Sleepwalk to the kitchen. Pour the coffee. Grab the phone. Read the news. Check the socials. Up the stairs. Wake the kids. Down the stairs. Make the lunches. Up the stairs. Rewake the kids. Down the stairs. Pour more coffee. Take a shower. Brush teeth. Check email. Put on clothes. Up the stairs. Help the kids. Get yelled at. Down the stairs. Make breakfast. Text Dina about dinner. Text Cass about soccer carpool. Feed the kids. Hug the kids. Push kids out the door. Grab your breakfast. Grab your crap. Kiss your spouse. Leave your house.


And that's just the morning. The day tends to go similarly.


When, in life, do we ever have a chance to be still? And what would happen if we tried it?


Being alone

Stillness is sitting alone quietly doing nothing. Consider the obstacles that will prevent this from ever happening.


Do you find it hard to get away from people? If you live with your family, it’s a challenge to be away from them. They probably need you for things, like emotional support or your ability to drive a car. You probably need them for things, like keeping their spaces organized and putting the dang ketchup back.


That’s if your family likes you and wants you around or vice-versa. If not, you still can’t completely ignore them. Eventually you’ll have sign a paper, put some bread in the pantry, or fix a hard-to-reach lightbulb. You’ll be around and it’s unlikely you’ll be alone. You’re there for the grunts, the unpleasant faces, the face-offs, and the weight of life experiences from all around.


If you live by yourself, you’re probably around other people the rest of your day, in school or at work. Those people may feel like family sometimes, for better or worse.


Being quiet

If you’ve managed to get away from people, you may still find it hard to get away from noise. Even as I sit here typing early in the morning, sounds abound in my kitchen. There's the scratchy rustle of food being packed, the electric hum of the microwave, and even the beeps of coffee maker, alerting everyone that the coffee is no longer warming. (This coffee maker beeping is the epitome of an over-alerted culture. Is my life better for this solution to a tiny problem?)


It's hard to find places in this world uninterrupted by sound. Our minds are constantly presented with noise. And we must evaluate if the noise is worthy of our attention.

Data listing:
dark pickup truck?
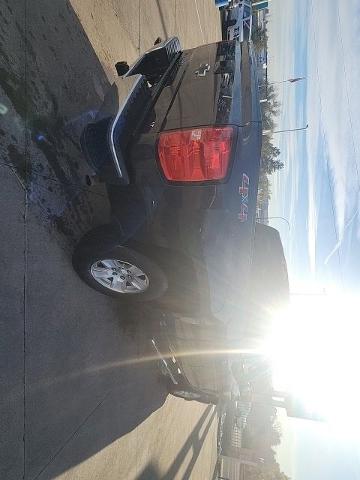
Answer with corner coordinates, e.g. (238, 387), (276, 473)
(73, 38), (287, 402)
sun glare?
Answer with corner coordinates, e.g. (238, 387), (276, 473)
(264, 295), (360, 428)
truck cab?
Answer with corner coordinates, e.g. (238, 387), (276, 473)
(73, 38), (288, 401)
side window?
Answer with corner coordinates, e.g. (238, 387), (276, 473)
(241, 42), (252, 130)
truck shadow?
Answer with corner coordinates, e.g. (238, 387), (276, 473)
(0, 0), (109, 249)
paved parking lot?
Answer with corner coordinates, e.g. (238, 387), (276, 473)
(0, 0), (221, 480)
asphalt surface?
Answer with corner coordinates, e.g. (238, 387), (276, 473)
(0, 0), (221, 480)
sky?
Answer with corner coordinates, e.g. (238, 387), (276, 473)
(268, 0), (360, 480)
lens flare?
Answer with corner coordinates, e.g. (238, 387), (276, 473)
(263, 295), (360, 429)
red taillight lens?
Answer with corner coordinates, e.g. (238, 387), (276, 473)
(158, 127), (234, 182)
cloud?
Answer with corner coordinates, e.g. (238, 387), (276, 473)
(307, 0), (360, 269)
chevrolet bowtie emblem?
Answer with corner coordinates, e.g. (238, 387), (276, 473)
(195, 63), (210, 77)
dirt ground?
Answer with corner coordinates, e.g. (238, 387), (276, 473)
(0, 0), (221, 480)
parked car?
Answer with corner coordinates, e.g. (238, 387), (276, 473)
(223, 0), (252, 42)
(73, 38), (290, 403)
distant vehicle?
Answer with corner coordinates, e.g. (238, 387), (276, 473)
(215, 0), (231, 9)
(224, 0), (252, 42)
(73, 38), (287, 403)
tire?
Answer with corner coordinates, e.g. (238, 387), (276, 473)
(73, 225), (168, 302)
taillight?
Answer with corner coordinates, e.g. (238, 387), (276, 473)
(158, 127), (234, 182)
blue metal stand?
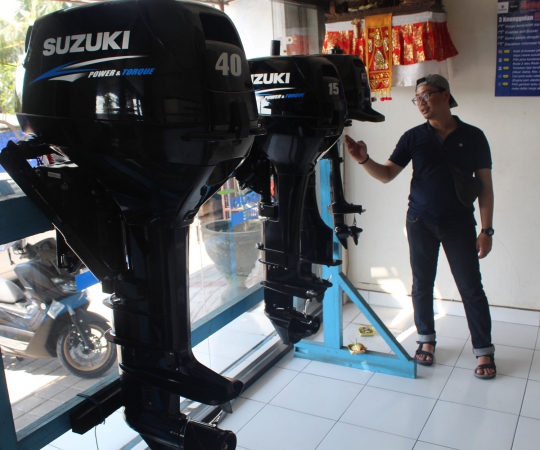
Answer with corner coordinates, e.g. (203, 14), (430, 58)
(294, 150), (416, 378)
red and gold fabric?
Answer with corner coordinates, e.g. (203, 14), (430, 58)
(392, 22), (458, 66)
(364, 14), (392, 98)
(323, 11), (458, 90)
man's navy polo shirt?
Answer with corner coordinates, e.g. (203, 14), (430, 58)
(390, 116), (491, 224)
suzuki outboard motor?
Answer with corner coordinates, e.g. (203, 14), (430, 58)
(321, 53), (385, 248)
(236, 56), (346, 344)
(0, 0), (262, 449)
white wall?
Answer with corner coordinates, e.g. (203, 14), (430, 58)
(225, 0), (273, 59)
(344, 0), (540, 310)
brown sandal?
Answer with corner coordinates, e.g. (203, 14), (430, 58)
(414, 341), (437, 366)
(474, 353), (497, 380)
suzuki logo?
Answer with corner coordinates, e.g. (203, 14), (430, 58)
(43, 30), (130, 56)
(251, 72), (291, 85)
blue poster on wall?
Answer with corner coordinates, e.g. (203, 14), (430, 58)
(495, 0), (540, 97)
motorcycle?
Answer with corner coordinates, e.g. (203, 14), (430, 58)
(0, 238), (117, 378)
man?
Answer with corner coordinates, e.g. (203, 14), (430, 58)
(345, 74), (496, 379)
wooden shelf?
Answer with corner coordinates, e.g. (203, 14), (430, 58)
(325, 0), (445, 23)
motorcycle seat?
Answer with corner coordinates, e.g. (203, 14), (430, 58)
(0, 278), (26, 305)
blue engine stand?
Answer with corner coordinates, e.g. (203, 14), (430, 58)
(294, 149), (416, 378)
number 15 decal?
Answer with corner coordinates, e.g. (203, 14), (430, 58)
(216, 52), (242, 77)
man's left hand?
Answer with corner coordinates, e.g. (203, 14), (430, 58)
(476, 233), (493, 259)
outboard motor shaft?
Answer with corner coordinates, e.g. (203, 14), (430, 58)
(245, 56), (346, 344)
(0, 0), (263, 450)
(321, 53), (385, 248)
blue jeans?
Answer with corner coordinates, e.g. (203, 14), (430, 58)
(407, 213), (495, 356)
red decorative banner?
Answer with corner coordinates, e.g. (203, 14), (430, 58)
(364, 14), (392, 100)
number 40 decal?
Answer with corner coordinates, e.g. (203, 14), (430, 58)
(216, 52), (242, 77)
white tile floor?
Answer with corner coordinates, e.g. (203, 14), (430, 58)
(220, 304), (540, 450)
(15, 304), (540, 450)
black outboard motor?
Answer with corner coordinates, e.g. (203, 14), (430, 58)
(240, 56), (346, 344)
(321, 52), (385, 248)
(0, 0), (263, 450)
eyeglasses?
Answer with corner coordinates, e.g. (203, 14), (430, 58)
(412, 89), (446, 106)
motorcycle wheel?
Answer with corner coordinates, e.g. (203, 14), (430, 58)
(56, 312), (116, 378)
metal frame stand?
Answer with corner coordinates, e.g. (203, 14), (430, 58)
(294, 153), (416, 378)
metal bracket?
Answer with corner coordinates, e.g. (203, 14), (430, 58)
(294, 147), (416, 378)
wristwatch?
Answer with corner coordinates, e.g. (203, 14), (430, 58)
(482, 228), (495, 236)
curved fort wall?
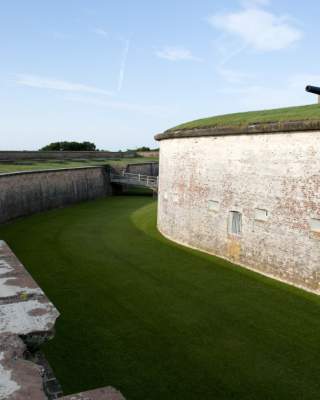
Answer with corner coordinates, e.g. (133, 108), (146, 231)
(156, 124), (320, 293)
(0, 167), (112, 223)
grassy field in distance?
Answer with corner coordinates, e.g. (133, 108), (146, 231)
(0, 157), (158, 173)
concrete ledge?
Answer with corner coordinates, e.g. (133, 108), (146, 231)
(0, 240), (124, 400)
(155, 120), (320, 141)
(0, 241), (59, 400)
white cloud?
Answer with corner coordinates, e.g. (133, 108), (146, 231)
(209, 0), (303, 51)
(118, 40), (130, 92)
(66, 95), (170, 116)
(16, 74), (113, 95)
(92, 28), (109, 37)
(155, 46), (202, 61)
(216, 66), (252, 84)
(219, 74), (320, 110)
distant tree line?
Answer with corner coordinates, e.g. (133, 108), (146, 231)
(39, 142), (159, 153)
(40, 142), (97, 151)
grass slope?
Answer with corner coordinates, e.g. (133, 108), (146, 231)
(0, 196), (320, 400)
(169, 104), (320, 131)
(0, 157), (158, 174)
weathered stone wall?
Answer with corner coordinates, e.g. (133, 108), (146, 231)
(0, 151), (135, 161)
(0, 167), (112, 223)
(0, 240), (124, 400)
(158, 131), (320, 293)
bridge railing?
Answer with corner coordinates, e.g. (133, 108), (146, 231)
(110, 172), (158, 187)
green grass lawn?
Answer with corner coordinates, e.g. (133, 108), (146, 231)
(0, 157), (158, 174)
(170, 104), (320, 130)
(0, 196), (320, 400)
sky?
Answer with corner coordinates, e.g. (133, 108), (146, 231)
(0, 0), (320, 150)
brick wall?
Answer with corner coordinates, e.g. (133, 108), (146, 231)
(158, 131), (320, 293)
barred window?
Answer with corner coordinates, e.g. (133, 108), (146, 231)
(229, 211), (242, 235)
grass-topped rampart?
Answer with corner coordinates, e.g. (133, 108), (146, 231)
(167, 104), (320, 132)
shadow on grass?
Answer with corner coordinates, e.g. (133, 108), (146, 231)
(0, 195), (320, 400)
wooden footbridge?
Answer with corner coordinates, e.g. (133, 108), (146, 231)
(110, 172), (158, 192)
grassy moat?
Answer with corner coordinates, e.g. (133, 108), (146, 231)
(0, 196), (320, 400)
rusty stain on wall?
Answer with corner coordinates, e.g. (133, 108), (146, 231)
(158, 130), (320, 293)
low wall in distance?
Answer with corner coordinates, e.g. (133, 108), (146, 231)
(0, 167), (112, 223)
(126, 162), (159, 176)
(0, 151), (136, 161)
(137, 151), (159, 158)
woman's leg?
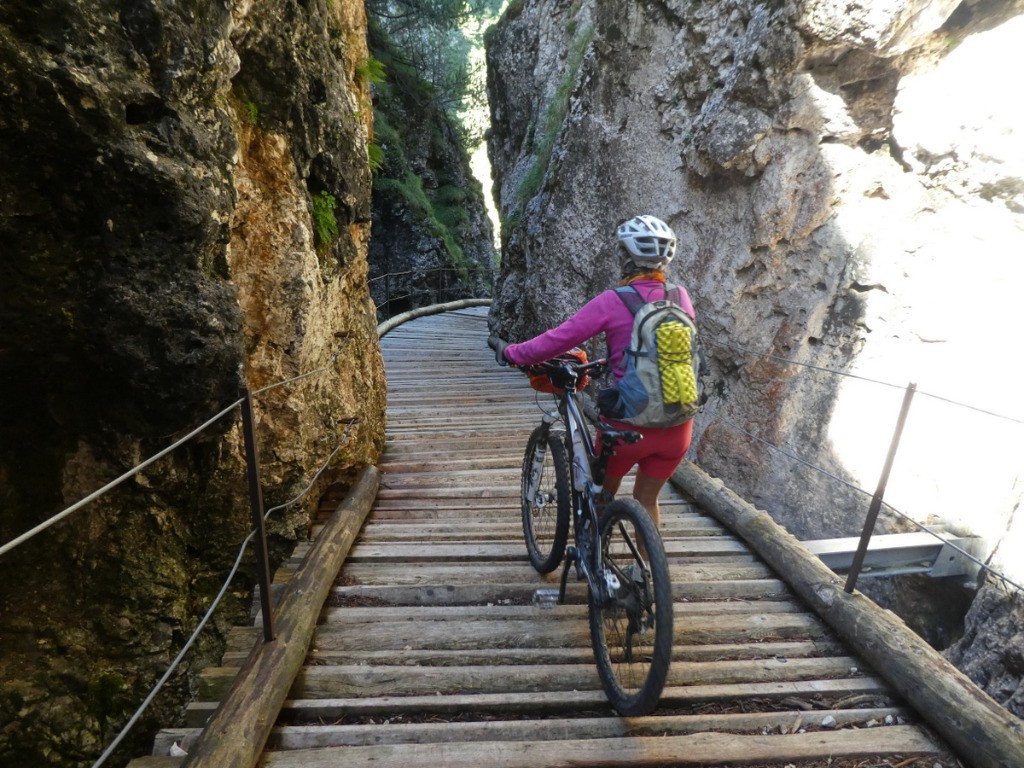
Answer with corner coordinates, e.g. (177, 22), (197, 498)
(604, 469), (666, 525)
(633, 469), (667, 526)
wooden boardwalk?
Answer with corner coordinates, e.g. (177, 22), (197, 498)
(132, 309), (956, 768)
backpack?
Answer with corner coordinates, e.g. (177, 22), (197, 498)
(598, 286), (705, 427)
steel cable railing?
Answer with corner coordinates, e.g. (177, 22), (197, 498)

Directive:
Reproduce everything in the passage on stillness from "Sleepwalk to the" down to "Leave your house.", word for word.

Result:
Sleepwalk to the kitchen. Pour the coffee. Grab the phone. Read the news. Check the socials. Up the stairs. Wake the kids. Down the stairs. Make the lunches. Up the stairs. Rewake the kids. Down the stairs. Pour more coffee. Take a shower. Brush teeth. Check email. Put on clothes. Up the stairs. Help the kids. Get yelled at. Down the stairs. Make breakfast. Text Dina about dinner. Text Cass about soccer carpool. Feed the kids. Hug the kids. Push kids out the door. Grab your breakfast. Grab your crap. Kiss your spouse. Leave your house.